→ What this task involves
Strip out the pictures and output each remaining line of the data word for word.

____

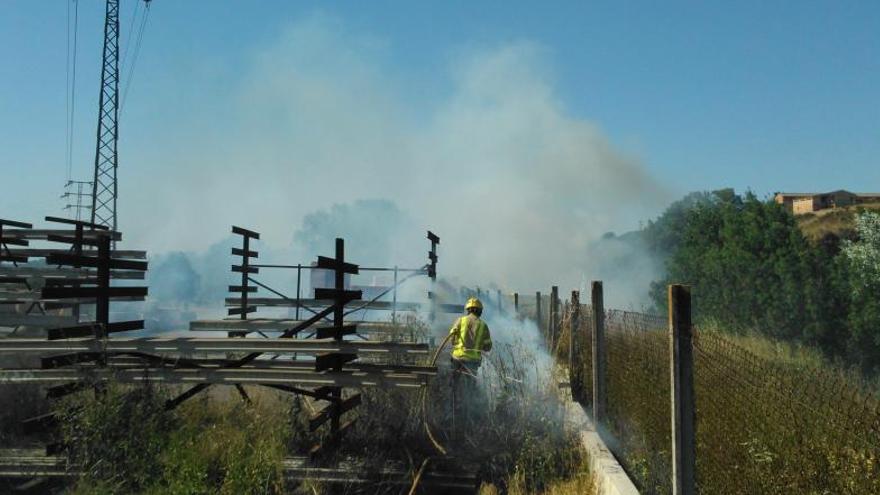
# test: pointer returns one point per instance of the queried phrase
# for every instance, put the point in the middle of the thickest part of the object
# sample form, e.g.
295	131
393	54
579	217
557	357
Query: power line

____

→ Response for this exercise
# test: pointer returns one point per instance of the queried phrase
# for every instance, put the point in the middle of the thickest part of the object
# sample form, e.g.
295	131
393	54
579	217
557	357
Query: power line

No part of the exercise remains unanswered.